### Action item
Every record must be output verbatim in the reply.
*** Opening of Available data ***
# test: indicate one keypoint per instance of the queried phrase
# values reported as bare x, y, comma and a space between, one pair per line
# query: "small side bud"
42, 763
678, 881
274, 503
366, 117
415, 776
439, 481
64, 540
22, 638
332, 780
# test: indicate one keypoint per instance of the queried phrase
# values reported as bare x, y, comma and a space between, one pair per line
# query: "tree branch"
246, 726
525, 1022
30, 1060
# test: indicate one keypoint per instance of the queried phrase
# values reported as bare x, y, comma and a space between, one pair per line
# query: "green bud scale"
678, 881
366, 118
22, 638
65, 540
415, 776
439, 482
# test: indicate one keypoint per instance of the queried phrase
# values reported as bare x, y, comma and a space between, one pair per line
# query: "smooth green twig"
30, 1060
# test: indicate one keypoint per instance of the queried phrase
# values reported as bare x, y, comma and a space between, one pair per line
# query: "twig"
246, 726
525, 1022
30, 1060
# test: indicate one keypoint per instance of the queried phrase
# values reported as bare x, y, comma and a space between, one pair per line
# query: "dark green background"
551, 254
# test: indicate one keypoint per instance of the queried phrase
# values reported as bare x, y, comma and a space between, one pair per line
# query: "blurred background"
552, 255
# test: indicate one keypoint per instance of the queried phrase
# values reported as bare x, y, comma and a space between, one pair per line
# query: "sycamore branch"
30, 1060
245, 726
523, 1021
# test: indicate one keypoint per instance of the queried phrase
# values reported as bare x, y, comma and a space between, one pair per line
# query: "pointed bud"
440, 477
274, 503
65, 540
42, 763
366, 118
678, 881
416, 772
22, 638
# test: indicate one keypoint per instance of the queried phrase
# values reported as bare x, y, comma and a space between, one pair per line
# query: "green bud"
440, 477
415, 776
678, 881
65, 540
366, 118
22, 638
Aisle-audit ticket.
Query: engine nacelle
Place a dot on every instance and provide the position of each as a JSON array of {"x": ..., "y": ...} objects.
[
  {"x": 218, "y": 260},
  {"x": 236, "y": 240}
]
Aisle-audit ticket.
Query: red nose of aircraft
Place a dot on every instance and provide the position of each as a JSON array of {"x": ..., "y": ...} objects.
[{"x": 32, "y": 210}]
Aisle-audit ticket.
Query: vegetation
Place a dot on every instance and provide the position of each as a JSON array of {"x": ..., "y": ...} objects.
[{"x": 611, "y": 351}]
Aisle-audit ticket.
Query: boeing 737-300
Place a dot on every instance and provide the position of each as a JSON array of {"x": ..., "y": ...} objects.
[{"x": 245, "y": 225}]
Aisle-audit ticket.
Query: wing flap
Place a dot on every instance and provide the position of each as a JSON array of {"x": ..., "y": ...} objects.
*** Close of Available data ***
### Solution
# test: indicate one keypoint per instance of the queried phrase
# values reported as bare x, y, comma and a space between, one pair per line
# query: "small side bud"
42, 763
678, 881
274, 503
366, 117
415, 776
439, 481
64, 540
22, 638
332, 780
# test: indicate one keypoint per instance of the queried phrase
# values reported as bare x, y, comma and a space between, one pair per line
# query: "tree branch"
246, 726
525, 1022
30, 1060
# test: indicate one keypoint per instance of the queried phrase
# values reported as bare x, y, comma and a space between, one pair per line
# query: "green bud scale"
678, 881
366, 118
22, 638
65, 540
415, 776
439, 482
# test: indicate one keypoint per instance of the queried phrase
# values reported as bare x, y, comma and a space between, one pair per line
# query: "smooth green twig"
30, 1060
# test: indicate one keypoint per instance of the queried phrase
# values reported as bare x, y, comma and a space between, one pair per line
# query: "twig"
246, 726
525, 1022
30, 1060
# test: indicate one keypoint per instance of the queried phrase
# values reported as bare x, y, comma and a space between, one pair per line
# query: "dark green background"
551, 254
# test: indicate one keypoint per instance of the queried phrase
# values reported as bare x, y, comma and a space between, one pair per line
# query: "blurred background"
552, 255
# test: indicate one keypoint per instance of the queried phrase
# values reported as bare x, y, comma and a space between, one pair per line
# query: "sycamore branch"
30, 1060
245, 726
523, 1021
# test: indicate one keypoint per instance of the queried phrase
# values reported as bare x, y, comma and a space between, one pair per line
# query: "pointed bud"
440, 477
274, 503
65, 540
42, 763
366, 118
678, 881
416, 772
22, 638
# test: indicate one keypoint per instance of the queried phrase
# values reported as bare x, y, comma and a space between, one pair per line
# query: "green bud"
440, 477
415, 776
678, 881
65, 540
366, 118
22, 638
Aisle-audit ticket.
Query: engine nacelle
Place a dot on every instance and provide the position of each as a JSON array of {"x": ..., "y": ...} objects.
[
  {"x": 218, "y": 260},
  {"x": 236, "y": 240}
]
Aisle-audit ticket.
Query: red nose of aircraft
Place a dot on every instance and provide the position of each as a JSON array of {"x": ..., "y": ...} objects.
[{"x": 32, "y": 210}]
Aisle-audit ticket.
Query: vegetation
Place a dot on every instance and provide the position of each as a JSON array of {"x": ..., "y": ...} objects.
[{"x": 611, "y": 351}]
Aisle-audit ticket.
Query: boeing 737-300
Place a dot on every instance and provide the position of each as a JSON array of {"x": ..., "y": ...} objects.
[{"x": 245, "y": 225}]
Aisle-audit ticket.
Query: wing flap
Place a dot on every instance and provide the position of each as a JSON array of {"x": ..., "y": ...} objects.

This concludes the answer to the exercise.